— Start —
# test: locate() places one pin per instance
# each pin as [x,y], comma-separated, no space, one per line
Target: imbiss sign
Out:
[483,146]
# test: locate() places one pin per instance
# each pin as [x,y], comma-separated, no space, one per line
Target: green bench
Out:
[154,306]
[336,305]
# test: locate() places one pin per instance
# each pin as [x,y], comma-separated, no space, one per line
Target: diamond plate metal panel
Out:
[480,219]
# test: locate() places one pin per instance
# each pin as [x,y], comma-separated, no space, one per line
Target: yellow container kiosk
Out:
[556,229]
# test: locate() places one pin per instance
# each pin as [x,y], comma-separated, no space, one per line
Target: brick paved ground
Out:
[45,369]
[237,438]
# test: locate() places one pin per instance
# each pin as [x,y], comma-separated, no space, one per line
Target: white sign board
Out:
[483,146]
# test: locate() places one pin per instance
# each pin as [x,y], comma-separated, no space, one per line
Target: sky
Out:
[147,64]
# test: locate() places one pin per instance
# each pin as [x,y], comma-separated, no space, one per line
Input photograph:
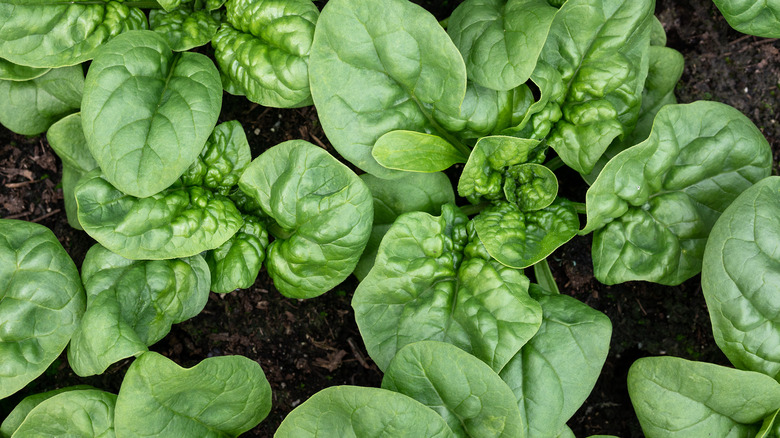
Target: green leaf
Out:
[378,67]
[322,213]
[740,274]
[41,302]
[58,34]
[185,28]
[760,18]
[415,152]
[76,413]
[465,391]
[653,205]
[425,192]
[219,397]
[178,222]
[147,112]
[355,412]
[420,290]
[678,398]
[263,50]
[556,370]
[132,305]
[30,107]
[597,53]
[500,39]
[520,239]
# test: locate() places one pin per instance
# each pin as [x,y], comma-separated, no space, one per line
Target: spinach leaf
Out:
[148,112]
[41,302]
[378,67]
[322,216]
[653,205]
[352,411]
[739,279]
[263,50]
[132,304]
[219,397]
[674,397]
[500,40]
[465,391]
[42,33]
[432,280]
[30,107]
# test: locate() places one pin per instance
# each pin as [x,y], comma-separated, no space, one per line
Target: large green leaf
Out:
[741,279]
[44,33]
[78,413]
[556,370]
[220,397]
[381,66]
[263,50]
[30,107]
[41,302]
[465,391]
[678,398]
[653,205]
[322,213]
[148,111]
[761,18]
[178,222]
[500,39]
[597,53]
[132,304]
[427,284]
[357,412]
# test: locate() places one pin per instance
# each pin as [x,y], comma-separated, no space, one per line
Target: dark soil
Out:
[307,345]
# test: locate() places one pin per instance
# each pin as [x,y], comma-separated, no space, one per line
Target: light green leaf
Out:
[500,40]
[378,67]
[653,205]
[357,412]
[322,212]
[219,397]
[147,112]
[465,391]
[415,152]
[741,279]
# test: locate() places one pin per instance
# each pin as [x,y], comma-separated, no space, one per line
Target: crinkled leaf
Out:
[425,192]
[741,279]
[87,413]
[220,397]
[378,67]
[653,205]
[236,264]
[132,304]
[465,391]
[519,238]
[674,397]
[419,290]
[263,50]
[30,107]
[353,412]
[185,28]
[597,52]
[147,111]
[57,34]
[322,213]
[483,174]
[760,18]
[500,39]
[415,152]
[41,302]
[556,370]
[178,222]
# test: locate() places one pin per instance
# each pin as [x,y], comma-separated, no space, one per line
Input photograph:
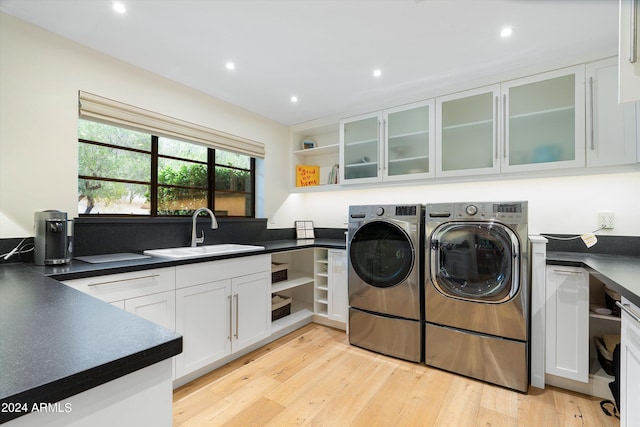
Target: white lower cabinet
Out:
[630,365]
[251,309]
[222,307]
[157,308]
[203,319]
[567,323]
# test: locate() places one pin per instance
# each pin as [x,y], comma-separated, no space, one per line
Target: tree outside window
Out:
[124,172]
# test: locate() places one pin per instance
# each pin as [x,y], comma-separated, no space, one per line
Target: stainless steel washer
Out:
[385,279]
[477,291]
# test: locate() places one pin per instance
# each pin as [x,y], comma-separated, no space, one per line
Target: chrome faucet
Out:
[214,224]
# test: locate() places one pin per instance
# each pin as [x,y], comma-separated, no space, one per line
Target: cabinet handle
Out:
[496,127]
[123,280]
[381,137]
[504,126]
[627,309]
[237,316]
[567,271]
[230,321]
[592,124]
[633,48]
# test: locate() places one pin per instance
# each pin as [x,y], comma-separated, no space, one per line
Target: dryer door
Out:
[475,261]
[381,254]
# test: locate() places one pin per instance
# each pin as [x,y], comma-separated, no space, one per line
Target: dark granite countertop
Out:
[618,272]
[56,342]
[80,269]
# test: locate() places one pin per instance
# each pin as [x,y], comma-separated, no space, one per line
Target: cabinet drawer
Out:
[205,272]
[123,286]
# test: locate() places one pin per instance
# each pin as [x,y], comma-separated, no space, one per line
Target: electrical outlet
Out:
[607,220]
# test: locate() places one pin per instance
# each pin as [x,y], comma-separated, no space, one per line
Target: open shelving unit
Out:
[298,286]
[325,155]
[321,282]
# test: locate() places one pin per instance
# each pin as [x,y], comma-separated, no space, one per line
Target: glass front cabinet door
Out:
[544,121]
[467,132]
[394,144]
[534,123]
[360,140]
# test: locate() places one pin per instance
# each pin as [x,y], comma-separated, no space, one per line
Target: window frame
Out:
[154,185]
— End —
- _Exercise_:
Report every line of the listing that contains the word "dark".

- _Right answer_:
Target: dark soil
Target: dark granite countertop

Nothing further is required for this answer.